*Required work:*
**a)** In the passage below about the Capitol's sandstone front, condense the paragraph that begins "The expansion pushed the building out" into a shorter version that keeps its main facts.
**b)** Continue the passage below about the Capitol's sandstone front, starting after its final sentence.

The Northern Neck connection comes from the original Capitol building having been constructed with Aquia sandstone from Stafford County. In the 1950s then Speaker of the House of Representatives, Sam Rayburn, wanted to extend the East Front of the Capitol.
The expansion pushed the building out 32 feet, and in the process replaced the sandstone façade with white marble. When the previous front was dismantled, some of the stones were cut into commemorative pieces, such as this one, and the massive columns were re-erected as a sculpture garden at the National Arboretum in Northeast Washington.
Some of the commemorative pieces were given to members of Congress, and others were sold to help defray the cost of the renovation. The sandstone front had been deteriorating, but many groups still objected to the change on the basis that it made the building look like a wedding cake by obliterating the soaring aspect of the great dome.

*Record excerpts:*
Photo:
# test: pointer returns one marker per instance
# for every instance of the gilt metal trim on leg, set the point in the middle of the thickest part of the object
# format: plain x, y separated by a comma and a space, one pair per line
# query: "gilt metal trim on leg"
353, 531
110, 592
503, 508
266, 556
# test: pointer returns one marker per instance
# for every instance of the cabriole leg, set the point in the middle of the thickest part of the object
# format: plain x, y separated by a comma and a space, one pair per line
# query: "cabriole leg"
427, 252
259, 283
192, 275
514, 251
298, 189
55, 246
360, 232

*The results:*
**a)** The expansion moved the building out 32 feet and replaced the sandstone façade with white marble. Some stones from the dismantled front were cut into commemorative pieces, and the large columns were set up again as a sculpture garden at the National Arboretum in Northeast Washington.

**b)**
Determining a value for this single bookend is difficult, as comparables are not available. The piece has more historic value than antique value inasmuch as it is a piece of American history. The plaque contributes to the overall value by placing the piece in its historical context. I suspect in a suitable auction or on the Internet, the price could exceed $100. Collectors of Capitol memorabilia should be eager to have it, and if a second one could be found, the pair would be more than double that amount. This is a grand souvenir of the most important building in America.